Copy every entry below verbatim, except for images.

- - -

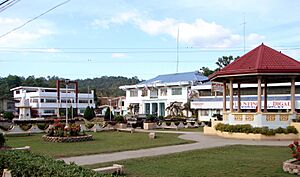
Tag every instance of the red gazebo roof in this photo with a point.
(262, 60)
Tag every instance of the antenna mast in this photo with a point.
(177, 50)
(244, 24)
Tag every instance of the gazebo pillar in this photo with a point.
(293, 90)
(224, 97)
(259, 94)
(231, 95)
(266, 97)
(239, 97)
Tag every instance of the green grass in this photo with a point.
(228, 161)
(199, 129)
(104, 142)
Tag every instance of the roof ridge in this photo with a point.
(259, 57)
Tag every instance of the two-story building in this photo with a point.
(153, 96)
(44, 101)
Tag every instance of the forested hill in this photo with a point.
(104, 86)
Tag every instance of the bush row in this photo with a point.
(247, 128)
(27, 164)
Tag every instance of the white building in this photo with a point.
(155, 95)
(45, 103)
(210, 102)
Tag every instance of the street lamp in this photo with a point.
(109, 109)
(67, 82)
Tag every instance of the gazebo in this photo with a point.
(262, 65)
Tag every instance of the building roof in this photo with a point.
(186, 78)
(259, 61)
(177, 77)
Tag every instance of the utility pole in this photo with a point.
(177, 62)
(244, 26)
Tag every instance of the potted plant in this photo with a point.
(121, 122)
(149, 123)
(293, 165)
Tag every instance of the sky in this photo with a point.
(88, 39)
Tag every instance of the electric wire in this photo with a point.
(19, 27)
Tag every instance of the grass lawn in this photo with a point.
(199, 129)
(229, 161)
(104, 142)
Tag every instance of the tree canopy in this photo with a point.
(221, 63)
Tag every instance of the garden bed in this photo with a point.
(292, 166)
(70, 139)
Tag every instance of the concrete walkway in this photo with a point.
(202, 142)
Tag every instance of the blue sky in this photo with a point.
(87, 39)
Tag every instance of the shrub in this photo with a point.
(150, 118)
(26, 164)
(25, 127)
(280, 130)
(119, 119)
(43, 126)
(8, 115)
(291, 129)
(108, 114)
(59, 130)
(2, 140)
(295, 150)
(88, 113)
(247, 128)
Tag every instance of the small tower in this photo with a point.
(24, 108)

- - -

Solution:
Tag every instance of the red gazebo roof in this photo with a point.
(262, 60)
Tag every instance of the antenna mast in this photo with a point.
(177, 50)
(244, 24)
Tag every instance of the gazebo pillar in this photo with a point.
(293, 90)
(224, 97)
(259, 94)
(231, 95)
(266, 97)
(239, 97)
Tag every instance of the green grass in this photo with a point.
(228, 161)
(199, 129)
(104, 142)
Tag every instance of the roof ridge in this photo with a point.
(259, 57)
Tag every instance of the two-story building in this photo with a point.
(153, 96)
(44, 101)
Tag every instance of the forested hill in this photo with a point.
(104, 86)
Tag every instance of the bush row in this photo with a point.
(247, 128)
(27, 164)
Tag every instance of the white building in this photo with a point.
(155, 95)
(45, 103)
(210, 102)
Tag every instance of the street lamp in this photo with a point.
(109, 109)
(67, 82)
Tag every instance of the gazebo in this photo with a point.
(262, 65)
Tag every instance of the building roof in this photo with a point.
(186, 78)
(259, 61)
(177, 77)
Tag every instance of the utility pole in this photo with a point.
(177, 62)
(244, 26)
Tag every instance of the potted plant in this photo with a point.
(121, 122)
(149, 123)
(293, 165)
Tag every instance of the sky in this photo with a point.
(88, 39)
Tag every instance of the electric wire in this photo with a point.
(19, 27)
Tag every instance of the grass lawn in this photo with a point.
(199, 129)
(229, 161)
(104, 142)
Tag every instance of the tree canopy in this photo with a point.
(221, 63)
Tag every instance of the garden bed in this photo with a point.
(292, 166)
(70, 139)
Tag every instance of the concrete walkway in this photo with a point.
(202, 142)
Tag every instance of the blue sky in this photo with a point.
(87, 39)
Tag every instance of the shrub in this photo with a point.
(150, 118)
(26, 164)
(25, 127)
(280, 130)
(119, 119)
(43, 126)
(8, 115)
(291, 129)
(108, 114)
(59, 130)
(2, 140)
(295, 150)
(88, 113)
(247, 128)
Tag every instance of the small tower in this photo with a point.
(24, 108)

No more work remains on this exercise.